Required task: Proceed with the patent description of the distributed IVR system, picking up after its final sentence.

Document excerpt:
* Start *

FIG. 23 illustrates how the Internet gateway of FIG. 21 may be advantageously employed to create a distributed IVR system supporting a plurality of users and content providers. Users use a plurality of telephones, 2200, to connect via ISDN switch 1215 to gateway 1285. Gateway 1285 connects to Internet 1720 via communications link HTTP 2225. A plurality of server hosts, as exemplified by server hosts 2210 and 2235, connect to Internet 1720 via exemplary HTTP communications links 2230 and 2220. Each server hosts a server as exemplified by server 2245. Each server has access to a storage device as exemplified by storage device 2215. Each storage device contains dialog documents as exemplified by dialog documents 2255. Each storage device may also contain a database as exemplified by database 2250.

* End *

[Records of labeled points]
* Start *

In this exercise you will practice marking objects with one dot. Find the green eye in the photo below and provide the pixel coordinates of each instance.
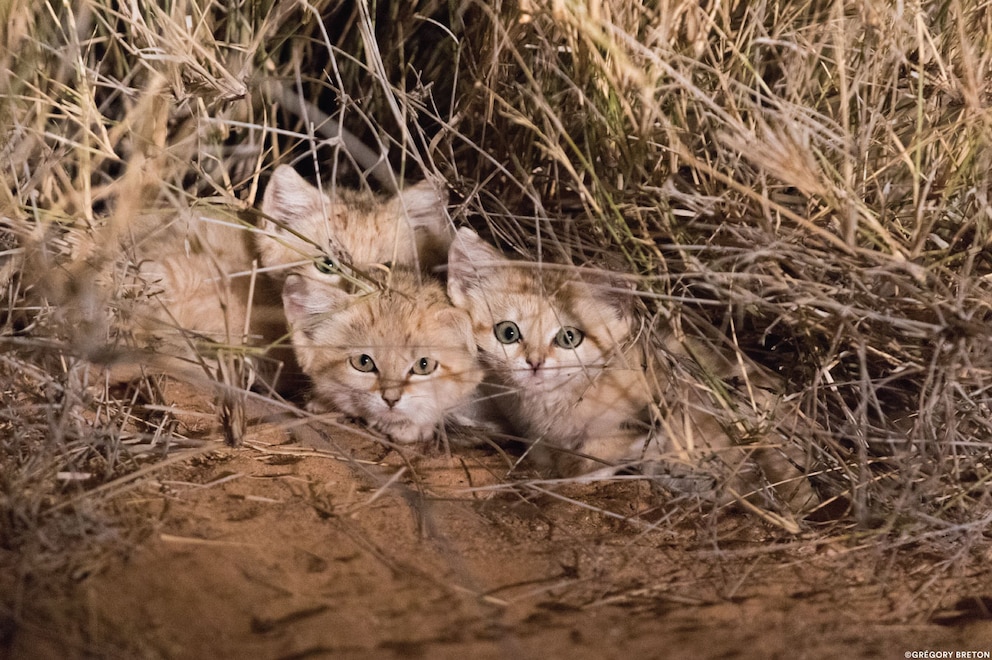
(507, 332)
(424, 367)
(325, 265)
(569, 337)
(363, 363)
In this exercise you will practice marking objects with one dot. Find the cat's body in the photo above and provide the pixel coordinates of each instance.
(377, 338)
(563, 367)
(197, 293)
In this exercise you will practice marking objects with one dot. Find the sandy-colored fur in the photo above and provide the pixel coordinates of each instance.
(301, 223)
(196, 292)
(393, 328)
(592, 399)
(373, 300)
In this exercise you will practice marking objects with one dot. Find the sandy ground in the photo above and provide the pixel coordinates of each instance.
(323, 544)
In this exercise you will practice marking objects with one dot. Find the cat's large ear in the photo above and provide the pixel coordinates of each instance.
(289, 197)
(468, 260)
(303, 299)
(423, 205)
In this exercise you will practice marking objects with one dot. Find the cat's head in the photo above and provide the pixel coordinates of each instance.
(399, 358)
(538, 328)
(301, 223)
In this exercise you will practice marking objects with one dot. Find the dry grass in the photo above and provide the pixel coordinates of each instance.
(806, 184)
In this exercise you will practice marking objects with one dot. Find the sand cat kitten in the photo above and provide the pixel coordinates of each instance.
(558, 349)
(381, 344)
(399, 358)
(569, 375)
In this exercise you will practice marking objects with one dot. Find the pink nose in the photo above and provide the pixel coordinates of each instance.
(391, 397)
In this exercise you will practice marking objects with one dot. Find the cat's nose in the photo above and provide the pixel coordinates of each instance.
(391, 396)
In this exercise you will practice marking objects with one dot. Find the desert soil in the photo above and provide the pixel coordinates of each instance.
(320, 543)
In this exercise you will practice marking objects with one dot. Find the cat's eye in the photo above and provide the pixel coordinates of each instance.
(507, 332)
(569, 337)
(325, 265)
(363, 363)
(424, 367)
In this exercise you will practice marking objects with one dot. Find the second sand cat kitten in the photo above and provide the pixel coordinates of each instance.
(381, 344)
(564, 369)
(568, 375)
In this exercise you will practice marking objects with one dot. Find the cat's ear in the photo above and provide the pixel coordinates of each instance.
(289, 197)
(423, 205)
(468, 259)
(302, 299)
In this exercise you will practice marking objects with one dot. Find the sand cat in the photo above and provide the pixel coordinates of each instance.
(557, 345)
(379, 341)
(400, 357)
(301, 224)
(567, 374)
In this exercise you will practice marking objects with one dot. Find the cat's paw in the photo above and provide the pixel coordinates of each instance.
(405, 433)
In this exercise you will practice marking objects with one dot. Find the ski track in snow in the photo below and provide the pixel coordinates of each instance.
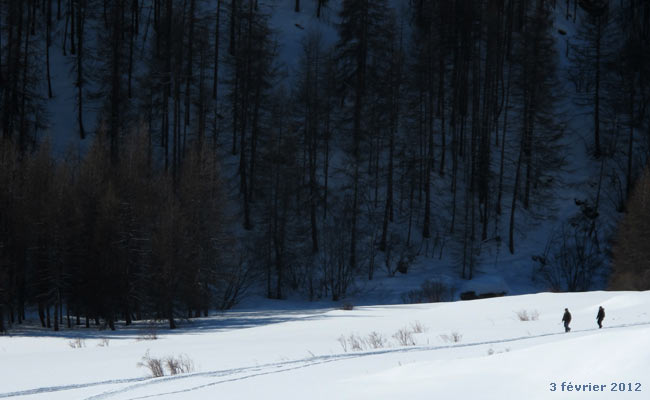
(266, 369)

* End *

Exercise result:
 In operation, gateway 1285 is a virtual point of presence for content providers providing content on exemplary servers 2210 and 2235. The telephone numbers used to access the gateway may be keyed to any geographic location thus appearing to a user that the content provider is located in that geographic location. In reality, the content provider need only supply a single hosted site on the Internet and that hosted site may be accessible from a multitude of gateways located in any geographic location. Additionally, the distributed architecture of the IVR applications allows the business and dialog logic of an IVR application to be separated from the IVR call switching and management logic. The separation is achieved by isolating the dialog logic using dialog documents hosted entirely by the content provider and not by the gateway provider. The dialog documents can implement any desired business logic as well through the use of CGI scripts and their equivalents.
 Although this invention has been described in certain specific embodiments, many additional modifications and variations would be apparent to those skilled in the art. It is therefore to be understood that this invention may be practiced otherwise than as specifically described. Thus, the present embodiments of the invention should be considered in all respects as illustrative and not restrictive, the scope of the invention to be determined by claims supported by this application and the claim's equivalents rather than the foregoing description.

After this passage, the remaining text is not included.